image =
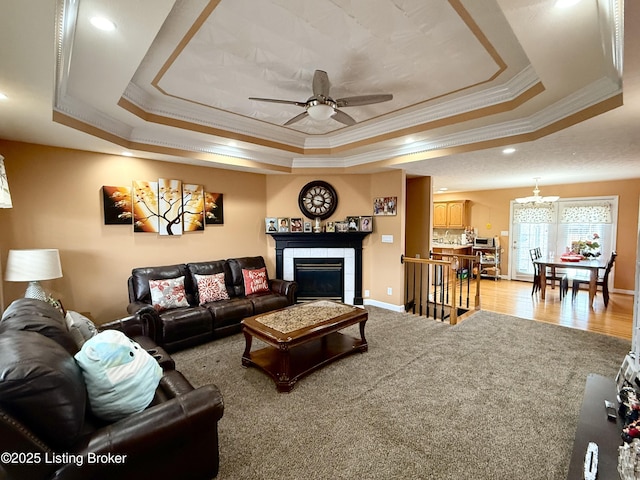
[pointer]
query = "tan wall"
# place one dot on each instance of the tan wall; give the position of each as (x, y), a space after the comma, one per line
(57, 203)
(418, 217)
(490, 215)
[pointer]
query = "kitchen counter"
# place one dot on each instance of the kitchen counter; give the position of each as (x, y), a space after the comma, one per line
(450, 246)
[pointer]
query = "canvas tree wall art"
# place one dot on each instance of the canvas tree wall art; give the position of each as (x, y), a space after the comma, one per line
(193, 205)
(214, 208)
(145, 206)
(167, 207)
(117, 205)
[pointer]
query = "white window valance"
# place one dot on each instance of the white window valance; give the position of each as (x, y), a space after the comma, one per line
(589, 213)
(534, 213)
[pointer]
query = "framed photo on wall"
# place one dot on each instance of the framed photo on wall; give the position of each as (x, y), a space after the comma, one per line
(385, 205)
(366, 224)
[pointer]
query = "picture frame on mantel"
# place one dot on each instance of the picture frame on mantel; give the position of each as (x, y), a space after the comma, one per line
(270, 225)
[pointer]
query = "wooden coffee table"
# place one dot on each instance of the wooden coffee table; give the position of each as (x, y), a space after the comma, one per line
(301, 339)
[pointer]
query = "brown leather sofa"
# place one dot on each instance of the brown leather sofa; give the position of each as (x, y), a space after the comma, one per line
(182, 327)
(47, 430)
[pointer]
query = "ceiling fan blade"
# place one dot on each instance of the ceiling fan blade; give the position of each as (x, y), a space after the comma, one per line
(273, 100)
(297, 118)
(343, 118)
(321, 84)
(363, 100)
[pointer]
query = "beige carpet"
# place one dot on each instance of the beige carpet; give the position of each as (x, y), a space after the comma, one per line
(495, 397)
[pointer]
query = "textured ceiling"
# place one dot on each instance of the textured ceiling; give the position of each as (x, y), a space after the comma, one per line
(173, 82)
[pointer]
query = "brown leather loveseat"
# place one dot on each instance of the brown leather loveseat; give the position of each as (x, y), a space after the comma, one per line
(47, 428)
(197, 319)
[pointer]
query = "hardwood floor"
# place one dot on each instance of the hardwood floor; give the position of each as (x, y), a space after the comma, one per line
(514, 298)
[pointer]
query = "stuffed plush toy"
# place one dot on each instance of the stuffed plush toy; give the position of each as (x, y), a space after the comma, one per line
(121, 377)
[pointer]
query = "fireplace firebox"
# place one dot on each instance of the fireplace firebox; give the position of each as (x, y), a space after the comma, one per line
(329, 245)
(319, 278)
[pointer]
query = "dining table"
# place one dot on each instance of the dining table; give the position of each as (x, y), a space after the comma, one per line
(551, 263)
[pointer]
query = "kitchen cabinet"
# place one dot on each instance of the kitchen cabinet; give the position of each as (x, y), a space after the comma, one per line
(450, 214)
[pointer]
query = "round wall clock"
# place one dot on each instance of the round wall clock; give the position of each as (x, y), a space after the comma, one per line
(318, 199)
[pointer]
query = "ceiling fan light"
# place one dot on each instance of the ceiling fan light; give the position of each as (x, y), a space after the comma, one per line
(536, 198)
(320, 111)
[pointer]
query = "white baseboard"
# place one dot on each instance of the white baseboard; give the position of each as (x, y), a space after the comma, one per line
(386, 306)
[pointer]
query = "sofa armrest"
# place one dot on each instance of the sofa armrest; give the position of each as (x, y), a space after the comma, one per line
(287, 288)
(159, 442)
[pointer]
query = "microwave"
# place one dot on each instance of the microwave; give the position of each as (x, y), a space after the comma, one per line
(484, 242)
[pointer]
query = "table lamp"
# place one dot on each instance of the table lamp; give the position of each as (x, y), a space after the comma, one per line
(33, 266)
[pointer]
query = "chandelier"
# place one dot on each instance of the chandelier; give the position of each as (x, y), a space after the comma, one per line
(536, 198)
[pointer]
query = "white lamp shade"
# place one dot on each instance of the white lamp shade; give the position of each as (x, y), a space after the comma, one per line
(33, 265)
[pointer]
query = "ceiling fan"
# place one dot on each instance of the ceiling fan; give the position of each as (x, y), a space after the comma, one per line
(321, 106)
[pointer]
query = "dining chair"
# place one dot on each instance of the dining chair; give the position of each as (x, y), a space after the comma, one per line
(561, 278)
(602, 282)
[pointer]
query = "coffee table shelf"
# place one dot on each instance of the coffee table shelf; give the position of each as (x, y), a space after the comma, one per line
(303, 359)
(290, 356)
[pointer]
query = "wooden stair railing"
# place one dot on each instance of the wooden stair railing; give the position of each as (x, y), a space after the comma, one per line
(441, 289)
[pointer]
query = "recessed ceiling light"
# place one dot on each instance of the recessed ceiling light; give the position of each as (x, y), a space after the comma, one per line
(565, 3)
(103, 23)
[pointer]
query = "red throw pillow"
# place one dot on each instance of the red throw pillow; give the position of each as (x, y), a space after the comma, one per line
(255, 281)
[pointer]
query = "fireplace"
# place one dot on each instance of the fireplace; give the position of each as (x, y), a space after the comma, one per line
(319, 278)
(343, 246)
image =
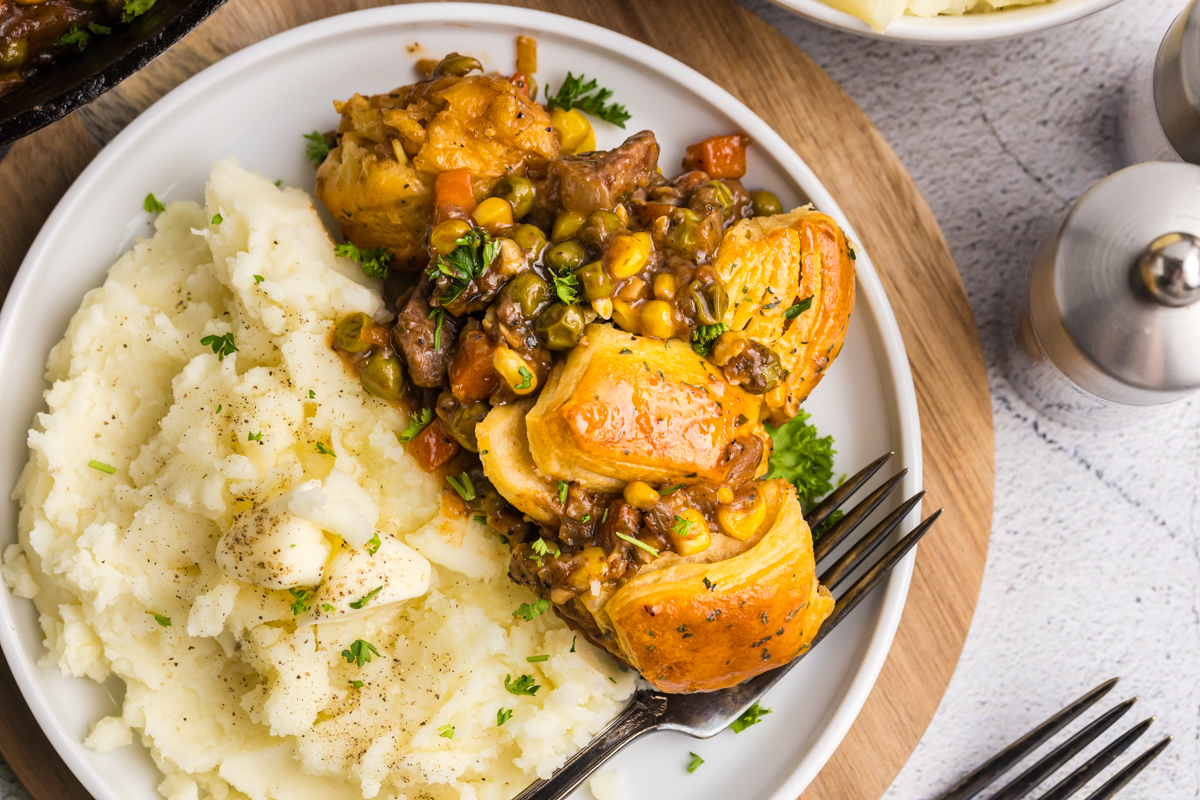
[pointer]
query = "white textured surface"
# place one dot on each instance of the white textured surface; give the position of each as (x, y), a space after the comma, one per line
(1095, 563)
(1093, 569)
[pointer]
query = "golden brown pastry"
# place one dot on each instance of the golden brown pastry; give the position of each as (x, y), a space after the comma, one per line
(624, 408)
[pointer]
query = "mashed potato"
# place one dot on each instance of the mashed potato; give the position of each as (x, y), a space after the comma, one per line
(879, 13)
(155, 446)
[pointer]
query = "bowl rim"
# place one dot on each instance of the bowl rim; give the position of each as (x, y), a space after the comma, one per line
(952, 29)
(792, 780)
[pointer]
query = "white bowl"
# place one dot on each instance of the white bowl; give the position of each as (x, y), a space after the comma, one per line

# Exercise brief:
Exclude the pictures. Write out the remaining data exactly.

# Solved problem:
image =
[pointer]
query = "tan wall"
# place one dot on each instance of the tan wall; give the position of each as (x, y), a space after the comma, one per line
(57, 203)
(418, 217)
(490, 215)
[pointer]
query = "kitchen counter"
# place one dot on each instance of the kitchen counter; give the position of each as (x, y), a space after the comma, one per line
(450, 246)
[pointer]
query = "canvas tree wall art"
# place one dot on each instance of the canvas tree wall art; give the position of each as (x, y), a space after the comma, one per line
(193, 205)
(214, 208)
(145, 206)
(167, 207)
(117, 205)
[pointer]
query = "white window valance"
# place one dot on each instance of the white window valance; give the position of each as (x, y), a space after the comma, one per line
(589, 213)
(534, 213)
[pointer]
query = "framed photo on wall"
# place one dot on each instance of the framed photo on wall; give the position of each as (x, y), a space after the comma, one per line
(385, 205)
(366, 224)
[pointer]
query = "picture frame on mantel"
# place one dot on each instance of the picture frame on mantel; give the position of each as (x, y), a space after the comma, one per line
(270, 225)
[pointer]
query = "wooden coffee table"
# place one dot on each instance of the wooden coffee table; give the position of each as (x, y), a space after the comma, one per line
(301, 339)
[pointer]
query = "brown leather sofa"
# place one dot on each instance of the brown leather sofa; give the position of each as (x, y), a space after the comma, one per line
(182, 327)
(47, 430)
[pointer]
query = "ceiling fan blade"
# place one dot on each instance of the ceiling fan blade; give the position of each as (x, y), a space after the comma, one per line
(273, 100)
(297, 118)
(343, 118)
(321, 84)
(363, 100)
[pointer]
query = "beige carpet"
# place one dot on each instance of the beige carpet; give the position of each as (x, y), a space after the comma, one per line
(495, 397)
[pointer]
query = "textured ceiling"
# place one dot on each instance of the textured ceiling; give the position of each as (x, y), a space after the comma, one per line
(173, 82)
[pointer]
query = "brown leather loveseat"
# place one dot on each instance of the brown leather loveseat; give the position of each as (x, y), a space after the comma, one per line
(47, 428)
(197, 319)
[pointer]
query = "hardwood floor"
# place one dot on each instance of the hardwood floor; give the position of each as (x, y), a space after the comma, one per line
(514, 298)
[pointer]
query = "stuffed plush toy"
# place one dot on each instance of the stuffed plush toy; give the position of each as (x, y), a space after the comma, one per line
(121, 377)
[pointer]
query = "fireplace firebox"
# place one dot on each instance of the fireplace firebox; give the position of each as (x, y), a space after the comma, one per line
(329, 245)
(319, 278)
[pointer]
query = "dining table"
# place one dot on each instance of the dining table; give the position of each as (x, y), a space after the comma, one per line
(551, 263)
[pointer]
query = "kitchen cabinet"
# place one dot on each instance of the kitchen cabinet; give the position of each as (x, y), a space after the comma, one per line
(450, 214)
[pointer]
query = "round wall clock"
# place one dot on each instance of the round wall clock; give the position of each as (x, y), a space after the comma, one per line
(318, 199)
[pointer]
query = "ceiling fan light"
# place one dot on each instance of the ceiling fan light; give the position of each as (x, y), a space after the comma, one per line
(536, 198)
(320, 111)
[pointer]
query = "white baseboard"
# place one dot on each instance of the white baseboard; give the position of each as (x, y), a space after the comma, one per line
(386, 306)
[pointer]
query = "sofa armrest"
# place one dot on each instance of the sofa armrest; give the position of each as (x, y), a space after the comma, one per line
(287, 288)
(159, 442)
[pointer]
query = "microwave"
# place one dot on each instance of the microwave; give the position of each as (x, y), a space after the comma, one per line
(484, 242)
[pointer]
query = "table lamp"
# place one dot on each instance of the table lamp; give the position of each as (x, y), a space after the comma, one per line
(33, 266)
[pointer]
query = "chandelier"
# place one dot on each instance of the chandelier; give the position of each as (x, y), a space after the comma, one per line
(536, 198)
[pointer]
query = "white lamp shade"
# place one dot on each instance of the white lamp shade; give the position of each as (x, y), a space after the comma, one per line
(33, 265)
[pointer]
query = "ceiling fan"
# place one dot on each instance of the ceiling fan; give the position of each as (x, y), a space after the comma, one per line
(321, 106)
[pointer]
query = "dining chair"
# place one dot on each instance of the dining chair; give the position of each as (x, y), a space after the comma, one per line
(561, 278)
(602, 282)
[pointer]
query = "coffee table shelf"
# place one dot on each instance of the coffee table shelf; give the position of each as (x, y), a space after the comma, one per line
(303, 359)
(290, 356)
[pointer]
query = "wooden stair railing"
# place one dot on each instance of the wooden stair railing; give the position of each as (x, y), a space after the comma, one per line
(441, 289)
[pointer]
query = "recessed ceiling light"
# place one dot on each instance of the recessed ceiling light; give the position of each as (x, y), a space after the comma, one per line
(565, 3)
(103, 23)
[pointer]
query = "red throw pillow"
# place one dot on each instance of the red throw pillow; give the position of each as (x, y), a space after the comma, one per line
(255, 281)
[pointer]
query = "fireplace"
# place one dot on each instance of the fireplace; give the position of each as (x, y), a space after the comma, one per line
(319, 278)
(343, 246)
image =
[pointer]
query = "white textured surface"
# place one dot on each instance of the white textured surface; give the position of each as (x, y), a space after the comma, one per line
(1095, 563)
(1093, 569)
[pointer]
query = "golden brown pastry"
# place one dot on each instance of the golden brown pastry; give the position of each as (x, y), a space after the comma, one per line
(624, 408)
[pointer]
query = "mashed potato"
# place one dot on each instance of the mashed potato; give the position of each as (x, y), a space after the comma, one per line
(879, 13)
(155, 446)
[pointer]
query = "bowl rim"
# place one dot on each instance of the bowl rim; give the position of each as (x, y), a space after the comma, one per line
(952, 29)
(792, 780)
[pointer]
query = "white bowl"
# place one dot on each instance of the white bowl; give the position of each as (x, y), a space after the comma, one per line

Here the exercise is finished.